TASK INSTRUCTIONS => Reading the records below, how many lines contain "white"? Respond with a number and nothing else.

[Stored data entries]
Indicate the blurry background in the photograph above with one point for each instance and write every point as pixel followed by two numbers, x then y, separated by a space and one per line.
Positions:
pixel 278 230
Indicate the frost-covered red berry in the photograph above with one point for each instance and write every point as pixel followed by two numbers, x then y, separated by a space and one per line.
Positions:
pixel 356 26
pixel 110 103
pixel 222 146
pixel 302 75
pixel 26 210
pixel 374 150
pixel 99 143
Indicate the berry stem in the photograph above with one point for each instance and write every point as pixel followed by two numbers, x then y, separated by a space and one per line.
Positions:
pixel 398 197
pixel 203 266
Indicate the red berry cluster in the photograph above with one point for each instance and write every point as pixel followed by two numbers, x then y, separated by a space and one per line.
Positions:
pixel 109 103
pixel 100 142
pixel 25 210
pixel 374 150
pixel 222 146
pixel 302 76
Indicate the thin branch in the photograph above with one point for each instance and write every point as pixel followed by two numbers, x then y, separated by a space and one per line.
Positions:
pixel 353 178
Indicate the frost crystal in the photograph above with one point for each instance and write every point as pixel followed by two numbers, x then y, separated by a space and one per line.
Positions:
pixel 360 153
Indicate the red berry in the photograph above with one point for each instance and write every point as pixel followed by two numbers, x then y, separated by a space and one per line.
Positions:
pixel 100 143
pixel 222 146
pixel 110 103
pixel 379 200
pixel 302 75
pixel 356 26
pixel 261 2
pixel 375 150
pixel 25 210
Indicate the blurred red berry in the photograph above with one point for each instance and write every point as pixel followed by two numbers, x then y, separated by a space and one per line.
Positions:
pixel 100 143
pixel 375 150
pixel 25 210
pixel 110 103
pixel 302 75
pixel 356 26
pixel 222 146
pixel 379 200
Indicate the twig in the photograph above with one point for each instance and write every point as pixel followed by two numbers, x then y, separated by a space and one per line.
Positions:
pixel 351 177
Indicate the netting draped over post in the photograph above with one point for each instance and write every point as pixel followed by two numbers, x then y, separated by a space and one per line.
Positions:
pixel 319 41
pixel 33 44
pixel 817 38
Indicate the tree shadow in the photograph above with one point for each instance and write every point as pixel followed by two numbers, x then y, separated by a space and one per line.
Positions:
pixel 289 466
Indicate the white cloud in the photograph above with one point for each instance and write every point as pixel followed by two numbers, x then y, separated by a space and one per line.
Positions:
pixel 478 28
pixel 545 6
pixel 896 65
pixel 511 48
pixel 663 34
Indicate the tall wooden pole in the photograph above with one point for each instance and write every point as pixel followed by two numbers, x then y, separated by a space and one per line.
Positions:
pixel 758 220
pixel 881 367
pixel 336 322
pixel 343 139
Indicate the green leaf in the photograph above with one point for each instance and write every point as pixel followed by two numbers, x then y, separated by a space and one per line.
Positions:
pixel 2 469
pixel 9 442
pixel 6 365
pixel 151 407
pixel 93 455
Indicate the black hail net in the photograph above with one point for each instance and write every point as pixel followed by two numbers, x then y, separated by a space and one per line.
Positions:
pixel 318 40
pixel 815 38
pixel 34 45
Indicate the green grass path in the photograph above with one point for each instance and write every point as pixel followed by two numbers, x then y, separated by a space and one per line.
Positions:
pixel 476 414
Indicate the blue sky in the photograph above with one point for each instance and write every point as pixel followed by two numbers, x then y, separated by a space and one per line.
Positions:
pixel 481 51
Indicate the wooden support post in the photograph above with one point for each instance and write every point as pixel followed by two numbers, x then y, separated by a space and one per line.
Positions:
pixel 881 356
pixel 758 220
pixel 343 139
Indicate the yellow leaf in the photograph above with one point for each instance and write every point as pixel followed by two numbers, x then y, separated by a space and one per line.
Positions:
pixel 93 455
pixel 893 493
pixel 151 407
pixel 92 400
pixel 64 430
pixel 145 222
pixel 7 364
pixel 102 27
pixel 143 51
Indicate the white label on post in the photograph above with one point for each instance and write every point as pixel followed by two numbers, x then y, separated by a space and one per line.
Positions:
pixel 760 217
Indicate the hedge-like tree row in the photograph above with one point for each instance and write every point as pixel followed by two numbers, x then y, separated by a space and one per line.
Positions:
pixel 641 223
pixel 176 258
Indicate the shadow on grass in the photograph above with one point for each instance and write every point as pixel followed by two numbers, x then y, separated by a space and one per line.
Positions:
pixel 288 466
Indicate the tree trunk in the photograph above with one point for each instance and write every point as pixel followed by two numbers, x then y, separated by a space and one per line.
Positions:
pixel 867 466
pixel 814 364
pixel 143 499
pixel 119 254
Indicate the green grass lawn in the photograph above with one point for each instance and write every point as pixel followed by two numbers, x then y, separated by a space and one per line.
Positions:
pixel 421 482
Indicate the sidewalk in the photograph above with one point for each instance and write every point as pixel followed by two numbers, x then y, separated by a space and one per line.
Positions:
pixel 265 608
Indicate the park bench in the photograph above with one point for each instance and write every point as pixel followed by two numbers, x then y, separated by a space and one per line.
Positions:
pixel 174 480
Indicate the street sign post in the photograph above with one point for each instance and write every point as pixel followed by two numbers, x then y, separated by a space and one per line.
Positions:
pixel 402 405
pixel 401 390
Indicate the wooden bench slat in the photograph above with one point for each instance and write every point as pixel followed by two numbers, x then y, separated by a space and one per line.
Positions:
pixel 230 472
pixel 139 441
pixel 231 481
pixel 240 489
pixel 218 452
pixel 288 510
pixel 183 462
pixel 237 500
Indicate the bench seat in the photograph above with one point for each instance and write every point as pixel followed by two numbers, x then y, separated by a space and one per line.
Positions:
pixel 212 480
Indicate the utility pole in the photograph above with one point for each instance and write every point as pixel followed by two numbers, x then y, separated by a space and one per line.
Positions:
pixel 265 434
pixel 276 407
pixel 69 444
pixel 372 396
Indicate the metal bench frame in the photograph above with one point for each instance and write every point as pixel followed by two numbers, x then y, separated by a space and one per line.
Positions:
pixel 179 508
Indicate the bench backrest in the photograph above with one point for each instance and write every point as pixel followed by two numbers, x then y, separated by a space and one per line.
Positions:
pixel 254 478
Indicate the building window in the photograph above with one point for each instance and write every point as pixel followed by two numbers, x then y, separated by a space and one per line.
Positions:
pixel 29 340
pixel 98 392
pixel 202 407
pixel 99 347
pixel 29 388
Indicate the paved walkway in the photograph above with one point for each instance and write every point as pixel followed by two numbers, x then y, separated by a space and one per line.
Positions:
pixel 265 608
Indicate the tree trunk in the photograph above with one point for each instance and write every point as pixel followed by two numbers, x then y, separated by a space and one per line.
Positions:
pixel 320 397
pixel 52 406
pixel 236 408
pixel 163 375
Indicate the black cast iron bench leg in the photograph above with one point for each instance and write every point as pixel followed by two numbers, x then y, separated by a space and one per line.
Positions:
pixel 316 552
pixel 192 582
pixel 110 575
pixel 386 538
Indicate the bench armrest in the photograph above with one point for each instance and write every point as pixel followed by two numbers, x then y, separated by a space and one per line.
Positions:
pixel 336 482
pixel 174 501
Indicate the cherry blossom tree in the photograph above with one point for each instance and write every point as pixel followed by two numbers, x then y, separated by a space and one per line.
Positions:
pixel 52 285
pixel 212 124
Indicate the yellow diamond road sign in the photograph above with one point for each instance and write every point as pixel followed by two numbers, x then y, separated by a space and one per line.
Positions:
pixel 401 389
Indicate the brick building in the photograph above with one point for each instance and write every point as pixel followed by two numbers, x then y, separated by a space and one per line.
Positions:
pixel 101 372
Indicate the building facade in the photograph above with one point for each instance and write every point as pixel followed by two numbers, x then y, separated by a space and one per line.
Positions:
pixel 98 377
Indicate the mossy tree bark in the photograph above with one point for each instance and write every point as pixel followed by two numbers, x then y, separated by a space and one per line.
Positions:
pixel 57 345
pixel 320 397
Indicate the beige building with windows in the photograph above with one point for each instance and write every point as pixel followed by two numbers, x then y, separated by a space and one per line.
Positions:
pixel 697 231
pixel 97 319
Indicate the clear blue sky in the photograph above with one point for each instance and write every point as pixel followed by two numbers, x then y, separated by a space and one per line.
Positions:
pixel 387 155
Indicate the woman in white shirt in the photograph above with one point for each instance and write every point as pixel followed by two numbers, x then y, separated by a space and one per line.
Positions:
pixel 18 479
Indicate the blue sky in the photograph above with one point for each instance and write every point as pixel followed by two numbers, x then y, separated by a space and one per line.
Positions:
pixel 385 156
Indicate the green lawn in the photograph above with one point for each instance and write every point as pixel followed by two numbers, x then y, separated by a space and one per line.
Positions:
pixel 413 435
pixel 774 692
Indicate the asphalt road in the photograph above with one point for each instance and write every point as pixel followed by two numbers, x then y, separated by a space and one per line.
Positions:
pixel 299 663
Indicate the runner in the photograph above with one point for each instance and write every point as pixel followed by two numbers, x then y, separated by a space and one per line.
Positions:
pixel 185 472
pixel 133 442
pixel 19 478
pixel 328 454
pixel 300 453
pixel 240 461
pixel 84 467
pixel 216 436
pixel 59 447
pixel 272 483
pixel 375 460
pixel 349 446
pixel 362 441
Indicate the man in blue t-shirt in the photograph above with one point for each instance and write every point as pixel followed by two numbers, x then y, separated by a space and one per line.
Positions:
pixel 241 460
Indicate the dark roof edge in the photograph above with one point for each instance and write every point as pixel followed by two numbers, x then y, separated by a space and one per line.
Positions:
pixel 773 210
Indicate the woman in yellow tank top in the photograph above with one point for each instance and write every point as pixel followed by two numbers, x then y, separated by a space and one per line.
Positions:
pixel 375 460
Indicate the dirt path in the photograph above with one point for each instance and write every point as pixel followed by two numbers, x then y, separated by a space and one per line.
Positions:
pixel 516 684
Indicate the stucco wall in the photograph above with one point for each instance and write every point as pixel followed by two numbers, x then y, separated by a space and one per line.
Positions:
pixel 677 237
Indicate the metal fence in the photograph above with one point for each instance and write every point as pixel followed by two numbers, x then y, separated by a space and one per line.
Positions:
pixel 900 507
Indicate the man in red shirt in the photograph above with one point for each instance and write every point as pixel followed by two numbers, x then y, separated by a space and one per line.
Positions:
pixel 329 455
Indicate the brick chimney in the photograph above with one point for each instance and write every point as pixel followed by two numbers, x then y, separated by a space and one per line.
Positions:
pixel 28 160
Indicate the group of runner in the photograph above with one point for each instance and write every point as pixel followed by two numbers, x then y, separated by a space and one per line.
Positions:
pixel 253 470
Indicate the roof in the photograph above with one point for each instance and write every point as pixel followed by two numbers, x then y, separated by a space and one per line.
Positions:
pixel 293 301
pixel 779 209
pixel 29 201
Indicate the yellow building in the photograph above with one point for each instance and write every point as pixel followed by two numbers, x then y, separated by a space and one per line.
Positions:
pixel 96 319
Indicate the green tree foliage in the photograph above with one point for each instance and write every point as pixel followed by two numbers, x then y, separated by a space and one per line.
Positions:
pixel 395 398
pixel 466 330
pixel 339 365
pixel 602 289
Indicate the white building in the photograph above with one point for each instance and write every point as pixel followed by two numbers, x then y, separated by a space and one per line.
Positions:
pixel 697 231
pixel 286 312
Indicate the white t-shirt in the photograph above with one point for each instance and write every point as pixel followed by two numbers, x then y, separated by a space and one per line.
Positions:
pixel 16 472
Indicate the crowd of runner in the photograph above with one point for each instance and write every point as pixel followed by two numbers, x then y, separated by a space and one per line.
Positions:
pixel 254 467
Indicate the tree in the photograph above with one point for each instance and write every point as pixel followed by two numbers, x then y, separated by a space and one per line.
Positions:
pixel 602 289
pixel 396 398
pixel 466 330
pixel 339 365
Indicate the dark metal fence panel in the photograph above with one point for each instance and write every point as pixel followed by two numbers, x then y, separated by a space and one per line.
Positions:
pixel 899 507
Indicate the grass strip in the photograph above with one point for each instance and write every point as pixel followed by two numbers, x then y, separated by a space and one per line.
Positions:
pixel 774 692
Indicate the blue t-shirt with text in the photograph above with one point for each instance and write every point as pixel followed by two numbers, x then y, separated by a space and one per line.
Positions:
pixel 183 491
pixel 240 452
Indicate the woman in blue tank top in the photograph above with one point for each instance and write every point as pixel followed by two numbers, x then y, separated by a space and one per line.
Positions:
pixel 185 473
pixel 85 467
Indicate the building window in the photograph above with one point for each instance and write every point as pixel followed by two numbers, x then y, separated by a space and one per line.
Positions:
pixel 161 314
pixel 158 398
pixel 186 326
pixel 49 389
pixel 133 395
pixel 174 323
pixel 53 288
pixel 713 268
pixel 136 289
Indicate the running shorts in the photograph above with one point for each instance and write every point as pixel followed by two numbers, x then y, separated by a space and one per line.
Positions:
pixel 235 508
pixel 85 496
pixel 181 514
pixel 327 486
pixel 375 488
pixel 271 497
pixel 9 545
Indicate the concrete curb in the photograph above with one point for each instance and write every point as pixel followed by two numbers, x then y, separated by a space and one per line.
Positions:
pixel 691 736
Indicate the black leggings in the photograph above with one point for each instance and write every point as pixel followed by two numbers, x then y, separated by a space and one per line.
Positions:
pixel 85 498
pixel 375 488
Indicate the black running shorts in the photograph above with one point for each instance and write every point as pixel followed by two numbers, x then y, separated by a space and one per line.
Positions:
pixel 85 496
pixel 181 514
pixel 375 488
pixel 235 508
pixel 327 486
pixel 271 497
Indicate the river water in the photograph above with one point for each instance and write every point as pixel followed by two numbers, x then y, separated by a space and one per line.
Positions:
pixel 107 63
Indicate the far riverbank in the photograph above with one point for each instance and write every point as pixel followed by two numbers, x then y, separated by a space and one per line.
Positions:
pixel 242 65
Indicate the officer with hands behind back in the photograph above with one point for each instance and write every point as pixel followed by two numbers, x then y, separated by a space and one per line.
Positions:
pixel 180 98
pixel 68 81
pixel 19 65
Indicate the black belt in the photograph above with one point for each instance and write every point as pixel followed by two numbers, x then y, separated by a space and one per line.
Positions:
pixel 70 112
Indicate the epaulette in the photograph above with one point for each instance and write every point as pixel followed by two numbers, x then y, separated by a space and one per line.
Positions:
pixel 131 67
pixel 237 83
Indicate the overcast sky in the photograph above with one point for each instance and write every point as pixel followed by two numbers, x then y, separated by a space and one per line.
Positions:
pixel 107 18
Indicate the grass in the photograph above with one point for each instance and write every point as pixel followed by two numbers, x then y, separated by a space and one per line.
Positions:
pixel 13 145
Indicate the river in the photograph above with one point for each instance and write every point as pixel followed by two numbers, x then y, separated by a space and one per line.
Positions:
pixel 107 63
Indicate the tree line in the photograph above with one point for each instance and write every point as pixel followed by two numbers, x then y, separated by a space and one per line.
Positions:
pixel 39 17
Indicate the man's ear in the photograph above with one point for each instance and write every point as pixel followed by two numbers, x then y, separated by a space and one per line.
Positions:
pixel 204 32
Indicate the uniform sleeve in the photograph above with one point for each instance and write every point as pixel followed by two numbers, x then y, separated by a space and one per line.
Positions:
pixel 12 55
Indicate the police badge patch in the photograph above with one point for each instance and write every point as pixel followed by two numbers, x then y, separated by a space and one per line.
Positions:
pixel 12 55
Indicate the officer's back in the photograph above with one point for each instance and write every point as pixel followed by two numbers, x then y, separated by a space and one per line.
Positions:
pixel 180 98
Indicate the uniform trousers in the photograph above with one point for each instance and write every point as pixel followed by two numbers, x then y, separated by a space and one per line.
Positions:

SOLUTION => 5